#### EXERCISE INPUTS ####
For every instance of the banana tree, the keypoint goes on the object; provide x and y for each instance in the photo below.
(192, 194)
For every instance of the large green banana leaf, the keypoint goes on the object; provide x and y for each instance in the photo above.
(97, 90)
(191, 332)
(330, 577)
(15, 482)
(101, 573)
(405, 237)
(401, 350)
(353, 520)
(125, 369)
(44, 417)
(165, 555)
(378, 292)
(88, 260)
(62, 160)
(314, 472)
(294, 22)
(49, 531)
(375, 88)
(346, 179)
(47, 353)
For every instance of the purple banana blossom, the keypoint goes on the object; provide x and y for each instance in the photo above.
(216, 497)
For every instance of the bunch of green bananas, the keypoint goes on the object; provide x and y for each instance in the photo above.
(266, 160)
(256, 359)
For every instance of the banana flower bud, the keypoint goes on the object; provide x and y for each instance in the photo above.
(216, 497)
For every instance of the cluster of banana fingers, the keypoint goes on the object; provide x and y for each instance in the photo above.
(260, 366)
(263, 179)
####
_SET PROBLEM:_ Put the lines above into a two-column CSV with the columns request and answer, one row per request, holding its text and its answer. Each of the two values goes in a single quoted field, with line breaks replaced by spaces.

_RESPONSE:_
request,answer
"For every instance of the banana tree, the keypoint goes on the object; provide x and y for each instance in the photo below.","(192, 194)"
"For every instance of the large green banana leaf, the keypoint goes on the object; provide x and y for each instance in the photo above.","(97, 90) (191, 332) (330, 577) (15, 482) (101, 573) (405, 237) (401, 350) (353, 520) (125, 369) (44, 417) (165, 555) (378, 292) (88, 260) (62, 160) (314, 472) (294, 22) (49, 531) (375, 88) (346, 179) (47, 353)"
"For every instance of the purple banana blossom, the keypoint goes on the object; provide x and y for each instance in the photo above.","(216, 497)"
"For every instance of the bunch of green bananas, the keypoint goes on the object; provide x and y for each instance in the photo above.","(266, 160) (256, 359)"
"For every instance of the banana flower bud, the keypoint goes on the object; provide x and y for each instance in the photo above.","(216, 497)"
"For every instance of the cluster of banana fingers, the keypoint goes on the object; provide x and y for each instance in the photo above.","(260, 366) (263, 179)"